## Begin Records supplied

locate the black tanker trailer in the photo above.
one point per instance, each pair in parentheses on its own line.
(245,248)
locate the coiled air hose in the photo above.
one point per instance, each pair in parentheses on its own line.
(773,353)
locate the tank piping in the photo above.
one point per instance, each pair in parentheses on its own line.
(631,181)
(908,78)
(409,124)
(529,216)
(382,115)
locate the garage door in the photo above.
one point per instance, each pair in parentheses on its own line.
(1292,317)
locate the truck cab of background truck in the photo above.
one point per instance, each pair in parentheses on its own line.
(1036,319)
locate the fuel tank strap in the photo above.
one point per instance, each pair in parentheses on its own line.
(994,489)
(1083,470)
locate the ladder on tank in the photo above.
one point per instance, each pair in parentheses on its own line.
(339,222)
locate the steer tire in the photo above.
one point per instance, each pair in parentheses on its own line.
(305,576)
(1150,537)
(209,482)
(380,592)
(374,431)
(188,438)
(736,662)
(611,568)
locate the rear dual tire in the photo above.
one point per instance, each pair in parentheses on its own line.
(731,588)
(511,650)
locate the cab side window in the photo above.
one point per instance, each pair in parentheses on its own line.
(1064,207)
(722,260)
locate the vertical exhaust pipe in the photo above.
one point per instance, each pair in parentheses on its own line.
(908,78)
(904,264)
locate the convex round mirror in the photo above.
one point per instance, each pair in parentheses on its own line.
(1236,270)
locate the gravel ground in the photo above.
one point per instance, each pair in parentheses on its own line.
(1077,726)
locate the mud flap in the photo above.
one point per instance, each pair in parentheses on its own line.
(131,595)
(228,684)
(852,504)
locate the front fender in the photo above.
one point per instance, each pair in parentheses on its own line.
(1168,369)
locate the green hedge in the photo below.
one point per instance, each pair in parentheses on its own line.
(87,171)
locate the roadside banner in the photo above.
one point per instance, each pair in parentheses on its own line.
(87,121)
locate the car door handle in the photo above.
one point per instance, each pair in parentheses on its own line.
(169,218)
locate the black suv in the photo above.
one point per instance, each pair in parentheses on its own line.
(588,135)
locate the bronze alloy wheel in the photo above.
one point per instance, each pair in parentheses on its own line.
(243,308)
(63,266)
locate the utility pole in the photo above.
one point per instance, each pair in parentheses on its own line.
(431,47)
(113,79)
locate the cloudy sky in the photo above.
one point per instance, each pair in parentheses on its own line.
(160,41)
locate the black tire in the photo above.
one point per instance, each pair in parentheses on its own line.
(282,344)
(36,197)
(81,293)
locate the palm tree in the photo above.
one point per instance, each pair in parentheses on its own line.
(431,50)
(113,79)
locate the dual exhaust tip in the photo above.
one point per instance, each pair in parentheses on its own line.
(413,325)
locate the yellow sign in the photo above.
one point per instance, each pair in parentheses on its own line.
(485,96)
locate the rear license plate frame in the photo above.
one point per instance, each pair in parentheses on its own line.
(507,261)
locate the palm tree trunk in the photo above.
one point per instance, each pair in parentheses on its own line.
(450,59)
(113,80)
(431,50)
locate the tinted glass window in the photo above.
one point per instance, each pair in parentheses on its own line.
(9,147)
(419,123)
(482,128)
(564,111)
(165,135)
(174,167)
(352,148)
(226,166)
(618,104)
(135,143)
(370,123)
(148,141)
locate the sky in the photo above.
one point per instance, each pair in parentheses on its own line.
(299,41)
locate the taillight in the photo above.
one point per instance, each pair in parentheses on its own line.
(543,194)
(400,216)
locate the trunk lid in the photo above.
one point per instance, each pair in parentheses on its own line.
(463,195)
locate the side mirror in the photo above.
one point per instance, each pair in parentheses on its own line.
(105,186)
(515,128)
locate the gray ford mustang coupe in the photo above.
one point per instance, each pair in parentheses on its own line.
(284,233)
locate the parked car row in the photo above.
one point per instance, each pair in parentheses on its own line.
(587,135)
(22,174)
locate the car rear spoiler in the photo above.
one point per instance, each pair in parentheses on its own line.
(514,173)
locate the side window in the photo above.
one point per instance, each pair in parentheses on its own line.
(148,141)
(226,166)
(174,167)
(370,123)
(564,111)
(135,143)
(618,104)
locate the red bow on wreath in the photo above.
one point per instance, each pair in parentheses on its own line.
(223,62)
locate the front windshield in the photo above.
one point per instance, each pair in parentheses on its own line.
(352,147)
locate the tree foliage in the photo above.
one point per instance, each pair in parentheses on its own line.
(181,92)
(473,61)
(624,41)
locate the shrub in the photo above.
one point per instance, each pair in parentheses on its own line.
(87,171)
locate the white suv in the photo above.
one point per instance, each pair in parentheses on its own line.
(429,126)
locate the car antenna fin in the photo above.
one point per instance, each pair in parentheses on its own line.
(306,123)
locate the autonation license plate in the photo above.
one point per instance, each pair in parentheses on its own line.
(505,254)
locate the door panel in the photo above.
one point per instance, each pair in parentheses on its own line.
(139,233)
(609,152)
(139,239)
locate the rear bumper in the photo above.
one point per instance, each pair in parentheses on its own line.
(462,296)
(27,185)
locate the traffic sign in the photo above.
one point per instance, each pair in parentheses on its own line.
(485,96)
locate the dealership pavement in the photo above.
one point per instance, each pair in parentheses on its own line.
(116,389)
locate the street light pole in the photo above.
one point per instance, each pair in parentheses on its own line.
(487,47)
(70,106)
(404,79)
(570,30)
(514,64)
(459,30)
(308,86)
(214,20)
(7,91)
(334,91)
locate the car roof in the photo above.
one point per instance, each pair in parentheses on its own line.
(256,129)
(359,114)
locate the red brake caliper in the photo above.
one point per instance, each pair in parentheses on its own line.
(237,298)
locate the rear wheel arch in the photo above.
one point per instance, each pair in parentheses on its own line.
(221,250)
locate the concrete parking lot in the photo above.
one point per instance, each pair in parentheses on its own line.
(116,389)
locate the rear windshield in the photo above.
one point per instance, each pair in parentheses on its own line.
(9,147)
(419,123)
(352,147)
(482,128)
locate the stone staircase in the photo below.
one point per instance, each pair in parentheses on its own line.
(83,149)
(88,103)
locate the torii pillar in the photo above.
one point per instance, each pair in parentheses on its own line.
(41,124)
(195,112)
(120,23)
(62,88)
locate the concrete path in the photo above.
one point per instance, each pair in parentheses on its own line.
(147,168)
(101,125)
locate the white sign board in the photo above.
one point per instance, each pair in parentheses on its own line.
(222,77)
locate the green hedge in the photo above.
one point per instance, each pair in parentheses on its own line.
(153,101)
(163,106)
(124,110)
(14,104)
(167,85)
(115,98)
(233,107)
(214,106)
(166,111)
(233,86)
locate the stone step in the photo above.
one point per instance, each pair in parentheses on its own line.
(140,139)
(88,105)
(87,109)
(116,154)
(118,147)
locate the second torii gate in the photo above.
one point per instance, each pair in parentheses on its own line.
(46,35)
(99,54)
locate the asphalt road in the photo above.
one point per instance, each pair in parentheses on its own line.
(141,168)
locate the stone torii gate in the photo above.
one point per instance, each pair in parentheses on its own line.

## End Records supplied

Return the entries above exactly as they appear.

→ **Task solution**:
locate the black tanker trailer in the photo above.
one point per instance, each pair in parentheses on its own line.
(245,248)
locate the coiled air hose in the photo above.
one point per instance, each pair in parentheses on its own line.
(773,353)
locate the tank piping in the photo above.
one point per instance, each pair in parentheses on its own line.
(631,181)
(908,78)
(409,124)
(529,216)
(382,115)
locate the garage door in the photo above.
one point per instance, each pair in parentheses on its own line.
(1292,317)
locate the truck cab of background truck in the photo above.
one point per instance, each pair in parentheses on its own line.
(1036,319)
locate the fuel tank strap in the photo above.
one point per instance, each pair in parentheses on its own line.
(994,489)
(1083,470)
locate the ladder on tank in the photo above.
one point per instance, each pair in parentheses on its own line.
(339,222)
locate the steer tire in the photo above.
one point per instance, each pair in parentheses on its own line.
(305,576)
(1150,537)
(209,482)
(380,592)
(374,431)
(188,438)
(736,662)
(611,568)
locate the rear dual tire in the photo above.
one point per instance, each pair in parentheses on its own line.
(731,588)
(511,650)
locate the cab side window in the photo above.
one point per instance, each pair in parentheses on its own line.
(1064,207)
(722,260)
locate the vertical exhaust pipe in the photo above.
one point per instance, each pair in parentheses on its own line.
(908,78)
(904,264)
locate the convex round mirror in the photo above.
one point per instance, each pair in parentheses on its own line.
(1236,270)
locate the gravel ground in the photo above.
one point per instance, each pair in parentheses on its own line.
(1077,726)
locate the mud flap in the photo above.
one point per instance, each pair in parentheses on its own line.
(131,595)
(228,684)
(852,504)
locate the front fender in the photo above.
one point per instance, each pair in parentheses on its own line.
(1168,369)
locate the green hedge in the photo below.
one point per instance, each pair in parentheses on its own line.
(87,171)
locate the roadside banner in the photo above.
one point per instance, each pair in parentheses on its own line.
(87,121)
locate the car door handle in the photo above.
one point per instance, each pair in parentheses on its own line.
(169,218)
locate the black suv in the photo above.
one point per instance, each pair in parentheses on its own line.
(588,135)
locate the bronze alloy wheel in the photo above.
one point per instance, each pair in parentheses on its own line.
(243,308)
(63,266)
locate the utility pole in the photo above.
one point per instance, each pair in parentheses on its own line.
(431,47)
(113,79)
locate the cloudy sky in the photo above.
one point per instance, each pair in parentheses on its own line.
(160,41)
locate the black tire in the photo above.
one point per instance, each pair in parentheses on its own line.
(282,344)
(36,197)
(81,293)
locate the palm tree in the photo above.
one point per instance, each pair in parentheses on its own line.
(431,50)
(113,79)
locate the dual exhaust tip in the photo above.
one point per instance, each pair in parentheses on its own line.
(413,325)
locate the yellow sign in the photo above.
one point per instance, each pair in parentheses on its own line.
(485,96)
locate the rear license plate frame in the photo above.
one point per instance, each pair in parentheses on its own line.
(507,261)
locate the palm tree trunk in the photo above.
one point per instance, each pair in parentheses on its own line.
(450,59)
(113,80)
(431,50)
locate the tinted glass window in the photo above.
one point per instance, each pair in parentheses on its own line.
(9,147)
(419,123)
(482,128)
(564,111)
(165,135)
(174,167)
(352,148)
(226,166)
(618,104)
(135,143)
(370,123)
(148,141)
locate the sky in the photo above.
one point per instance, each pair in parentheses on its own line.
(299,41)
locate the taillight in the photo above.
one point per instance, each pair in parentheses on its own line.
(543,194)
(400,216)
locate the trunk lid in the photo above.
one point per instance, each pair in parentheses on its own line.
(463,195)
locate the side mirror in the photo above.
one point per instance, each pair in parentheses on its own line.
(105,186)
(515,128)
locate the gray ford mustang coupe in the photo above.
one point per instance, each pair in parentheses on its own line.
(284,233)
locate the parked car row in the photo above.
one point per instance, each pair in parentheses on its own line.
(587,135)
(22,174)
locate the car rear spoiler in the photo above.
one point per instance, each pair in parentheses on its own line.
(514,173)
locate the side window in the photo above.
one point per instance, each pair in parentheses on its own line.
(148,141)
(226,166)
(174,167)
(370,123)
(564,111)
(135,143)
(618,104)
locate the red bow on wreath in the photo above.
one point per instance, each pair in parentheses on its own line.
(223,62)
locate the front windshield in the photo above.
one point per instance, each pair in parentheses on its own line.
(352,147)
locate the tree foliage in the photo above.
one point per instance, each pair in parentheses on its own line.
(181,92)
(473,61)
(624,41)
locate the shrub in the photo above.
one point per instance, each pair in parentheses on its own line.
(87,171)
locate the white suv in the photo above.
one point per instance, each pair in parentheses on its own line.
(429,126)
locate the car antenna fin in the photo above.
one point per instance, each pair in parentheses on its own line.
(306,123)
locate the autonation license plate in the photo above.
one point per instance, each pair in parentheses on its own line.
(505,254)
locate the door panel in the photo above.
one point per instance, each pair in parentheses on its own line.
(139,233)
(609,152)
(139,239)
locate the rear bumper in the photo above.
one point per instance, each pair in parentheses on its own line.
(462,296)
(27,185)
locate the traffic sign in the photo above.
one point per instance, each pair in parentheses on its own line.
(485,96)
locate the dealership pavement in the photo above.
one point per instance, each pair in parentheses on its own line.
(116,389)
locate the street light pole in the photo above.
one point per instance, each pair in parentheses on its own line.
(487,47)
(70,106)
(404,79)
(570,30)
(514,64)
(459,30)
(308,86)
(214,20)
(7,91)
(334,91)
locate the car roof in the photo above.
one point per instance, each pair in parentheses on its own line.
(256,129)
(359,114)
locate the red brake caliper in the photo above.
one point per instance, each pair in parentheses on its own line.
(237,298)
locate the rear wheel arch in the photo above.
one point per instance, each pair in parentheses on its own line.
(221,250)
locate the concrete parking lot in the photo above.
one point per instance, each pair in parentheses on its own line.
(116,389)
locate the rear windshield in the photo above.
one point per instance, each pair in parentheses on its own line.
(9,147)
(419,123)
(352,147)
(482,128)
locate the stone staircase in the photo below.
one point per instance, each pair in parentheses on its own line.
(83,149)
(88,103)
locate the torii pillar in the photo above.
one point per instance, each pair in parentheses on its own line.
(41,124)
(195,112)
(120,23)
(62,88)
locate the concrete path in the photo above.
one point per instance, each pair in parentheses on its own line.
(147,168)
(101,125)
locate the white sign board in the photo above.
one point per instance, each pair in parentheses on its own line.
(222,77)
locate the green hedge in the photo above.
one point per instance, each pair in parentheses on its own line.
(153,101)
(163,106)
(124,110)
(14,104)
(167,85)
(115,98)
(233,107)
(214,106)
(166,111)
(233,86)
locate the stone step in the photo above.
one point per instance, each pair in parentheses on its own line.
(140,139)
(88,105)
(87,109)
(116,154)
(118,147)
locate the second torii gate in the photo above.
one point per instance, each pair in parentheses on its own line.
(46,35)
(99,54)
locate the asphalt road in the photo above.
one point per instance, each pair in parentheses on its own line.
(141,168)
locate the stone torii gate in the photo above.
one point per instance, each pair in parentheses on its own line.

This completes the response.